*WORK TASK*
Transcribe every record below word for word.

[Point-per-instance localization data]
================

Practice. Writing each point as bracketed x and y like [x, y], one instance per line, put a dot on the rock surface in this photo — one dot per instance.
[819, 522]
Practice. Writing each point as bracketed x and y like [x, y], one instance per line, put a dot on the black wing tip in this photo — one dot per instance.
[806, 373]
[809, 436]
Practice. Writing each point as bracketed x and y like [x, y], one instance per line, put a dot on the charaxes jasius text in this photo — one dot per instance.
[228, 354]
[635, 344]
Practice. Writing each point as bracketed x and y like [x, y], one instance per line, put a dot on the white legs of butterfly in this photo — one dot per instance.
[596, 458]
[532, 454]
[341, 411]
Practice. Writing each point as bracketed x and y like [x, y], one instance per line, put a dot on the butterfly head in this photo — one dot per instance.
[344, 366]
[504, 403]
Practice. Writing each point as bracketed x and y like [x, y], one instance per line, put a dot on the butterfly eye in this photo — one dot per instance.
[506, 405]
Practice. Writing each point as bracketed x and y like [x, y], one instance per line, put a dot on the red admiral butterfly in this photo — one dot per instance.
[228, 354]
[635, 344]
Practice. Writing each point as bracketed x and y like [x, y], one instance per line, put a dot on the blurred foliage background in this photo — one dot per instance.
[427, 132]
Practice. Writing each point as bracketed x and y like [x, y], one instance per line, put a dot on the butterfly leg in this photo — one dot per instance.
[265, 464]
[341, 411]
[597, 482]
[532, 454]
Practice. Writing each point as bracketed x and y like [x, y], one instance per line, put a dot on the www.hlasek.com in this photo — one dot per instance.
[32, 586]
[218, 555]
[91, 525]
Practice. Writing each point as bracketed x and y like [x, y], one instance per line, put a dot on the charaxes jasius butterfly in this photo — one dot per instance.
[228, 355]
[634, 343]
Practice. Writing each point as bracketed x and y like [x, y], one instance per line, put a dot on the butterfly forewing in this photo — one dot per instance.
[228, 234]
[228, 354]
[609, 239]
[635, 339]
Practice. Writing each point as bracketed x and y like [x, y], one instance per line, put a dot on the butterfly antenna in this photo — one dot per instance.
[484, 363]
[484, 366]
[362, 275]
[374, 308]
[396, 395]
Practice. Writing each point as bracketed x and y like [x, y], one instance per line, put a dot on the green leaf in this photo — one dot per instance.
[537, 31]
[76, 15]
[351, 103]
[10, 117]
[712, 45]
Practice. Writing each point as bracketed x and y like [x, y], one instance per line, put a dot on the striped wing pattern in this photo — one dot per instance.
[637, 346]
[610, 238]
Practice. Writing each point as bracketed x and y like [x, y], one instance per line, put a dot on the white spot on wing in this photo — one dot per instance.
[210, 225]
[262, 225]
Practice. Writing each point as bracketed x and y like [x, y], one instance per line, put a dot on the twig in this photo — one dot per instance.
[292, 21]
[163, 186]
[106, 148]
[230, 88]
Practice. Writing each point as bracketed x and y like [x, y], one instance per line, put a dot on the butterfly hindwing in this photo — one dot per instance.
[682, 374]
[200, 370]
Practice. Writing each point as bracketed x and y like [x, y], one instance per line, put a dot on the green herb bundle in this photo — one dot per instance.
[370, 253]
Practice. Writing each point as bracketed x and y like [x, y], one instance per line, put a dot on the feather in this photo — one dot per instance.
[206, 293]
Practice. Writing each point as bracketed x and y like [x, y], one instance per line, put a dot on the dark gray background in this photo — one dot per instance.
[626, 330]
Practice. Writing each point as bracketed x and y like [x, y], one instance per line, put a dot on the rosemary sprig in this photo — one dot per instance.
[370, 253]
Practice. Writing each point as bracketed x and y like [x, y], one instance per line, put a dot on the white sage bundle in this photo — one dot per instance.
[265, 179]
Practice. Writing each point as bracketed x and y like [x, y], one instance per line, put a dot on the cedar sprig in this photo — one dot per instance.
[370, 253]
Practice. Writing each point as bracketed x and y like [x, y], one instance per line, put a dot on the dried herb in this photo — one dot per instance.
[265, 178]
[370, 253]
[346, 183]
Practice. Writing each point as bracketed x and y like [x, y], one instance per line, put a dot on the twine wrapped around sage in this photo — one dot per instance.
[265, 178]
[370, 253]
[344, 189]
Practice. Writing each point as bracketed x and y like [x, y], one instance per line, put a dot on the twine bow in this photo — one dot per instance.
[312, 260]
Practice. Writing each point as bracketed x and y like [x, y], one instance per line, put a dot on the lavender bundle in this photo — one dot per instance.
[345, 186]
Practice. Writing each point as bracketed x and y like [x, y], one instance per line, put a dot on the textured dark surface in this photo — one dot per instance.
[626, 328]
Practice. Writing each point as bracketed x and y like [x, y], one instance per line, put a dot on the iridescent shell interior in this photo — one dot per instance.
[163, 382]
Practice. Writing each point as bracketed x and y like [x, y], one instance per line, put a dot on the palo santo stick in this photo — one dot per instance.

================

*ANSWER BOX*
Practice. Writing each point as bracketed x and y like [x, y], one instance per line, put a dot on the rock surface in this photo — one dot per instance.
[819, 522]
Practice. Writing each point as bracketed x and y like [x, y], one instance per line, put a dot on the black wing tip in this photo — one dot per instance.
[806, 373]
[809, 436]
Practice. Writing each point as bracketed x and y like [x, y], one instance per line, put a dot on the charaxes jasius text in this photo — one dot per instance.
[228, 354]
[635, 344]
Practice. Writing each point as bracketed x and y like [x, y], one instance per line, put a dot on the white legs of butterfly in this photo — one dot per instance.
[596, 458]
[532, 454]
[341, 411]
Practice. Writing each point as bracketed x and y like [x, y], one instance per line, put a dot on the butterfly head in this photo — one dot per instance.
[344, 366]
[504, 403]
Practice. Writing each point as bracketed x and y like [x, y], one instance per line, put a dot on the butterfly eye in this photo — one dot per instance.
[506, 405]
Practice. Writing each point as bracketed x and y like [x, y], one instance per line, put a dot on the red admiral butterfly in this photo — one dot per instance.
[228, 354]
[635, 344]
Practice. Writing each point as bracketed x and y like [x, y], one instance per line, put a dot on the blurred foliage background in this photo — one dot per instance.
[427, 132]
Practice. Writing each point as bracketed x and y like [x, y], one instance per line, put a dot on the butterfly leg in this photo — one dot per instance.
[265, 464]
[341, 411]
[597, 482]
[532, 454]
Practice. Writing each point as bracketed x and y like [x, y], one instance per line, put a dot on the www.hlasek.com in this photo — one dot per instance.
[32, 586]
[218, 555]
[91, 525]
Practice. Writing each point as bracketed x and y like [x, y], one instance per line, put a dot on the charaxes jasius butterfly in this photo — one dot per instance.
[228, 355]
[634, 343]
Practice. Writing each point as bracketed x and y like [x, y], one instance per line, put a dot on the butterfly forewing in this photo — one dot per instance.
[228, 234]
[228, 354]
[609, 239]
[635, 339]
Practice. Writing each point as bracketed x and y like [x, y], one instance per line, put a dot on the butterfly antenna in this photo — one dot per instance.
[484, 363]
[484, 366]
[362, 275]
[374, 308]
[396, 395]
Practice. Writing each point as bracketed x and y like [x, y], one instance per line, put a dot on the green leaf in this photo — one dot per instance.
[537, 31]
[76, 15]
[351, 103]
[10, 117]
[712, 45]
Practice. Writing each point as bracketed x and y like [x, y], one instance per line, put a dot on the striped wing pattern in this photo — one dot per instance.
[637, 346]
[610, 238]
Practice. Writing each point as bracketed x and y like [x, y], one instance per line, put a dot on the white spot on wing in this photo — one dot per instance.
[210, 225]
[262, 225]
Practice. Writing each point as bracketed x and y like [x, y], one instance per line, put a dot on the twig in this photo — one dot per instance.
[292, 21]
[163, 186]
[106, 148]
[230, 88]
Practice. Writing each point as bracketed x and y like [x, y], one instance per line, put a dot on the butterfly hindwing in this photo — one dot per instance.
[682, 374]
[200, 370]
Practice. Writing each point as bracketed x and y like [x, y], one instance per line, put a dot on the green herb bundle in this photo — one dot per instance.
[370, 253]
Practice. Writing each point as bracketed x and y like [x, y], one instance per line, put a dot on the feather in this photo — one dot per instance.
[206, 293]
Practice. Writing each point as bracketed x and y like [x, y], one instance per line, put a dot on the dark gray background in this photo — one dot per instance.
[626, 330]
Practice. Writing each point as bracketed x and y like [x, y], one instance per line, put a dot on the rosemary sprig in this photo — one dot per instance.
[370, 253]
Practice. Writing each point as bracketed x and y like [x, y], one instance per line, put a dot on the white sage bundle in this photo — one dot per instance.
[265, 179]
Practice. Writing each point as bracketed x and y like [x, y], one instance per line, put a dot on the cedar sprig in this photo — one dot per instance.
[370, 253]
Practice. Writing each point as bracketed x and y like [x, y], one instance per line, put a dot on the dried herb in this photo — one dot per instance.
[265, 178]
[370, 253]
[346, 183]
Practice. Writing each point as bracketed x and y like [x, y], one instance per line, put a dot on the twine wrapped around sage in this photo — one dot per instance.
[265, 178]
[370, 253]
[344, 189]
Practice. Writing each point as bracketed x and y like [x, y], one instance per line, put a dot on the twine bow in this photo — one dot per instance.
[312, 260]
Practice. Writing each point as bracketed x and y like [x, y], one instance per line, put a dot on the lavender bundle in this photo — one dot per instance.
[345, 186]
Practice. Writing each point as bracketed x and y like [x, y], one instance per line, put a dot on the textured dark surface in this photo — one dot per instance.
[626, 328]
Practice. Writing each point as bracketed x and y like [x, y], one instance per line, put a dot on the iridescent shell interior in this photo — one dot per instance.
[163, 382]
Practice. Writing each point as bracketed x and y like [x, y], one instance per line, put a dot on the palo santo stick in this photo — one dot per instance.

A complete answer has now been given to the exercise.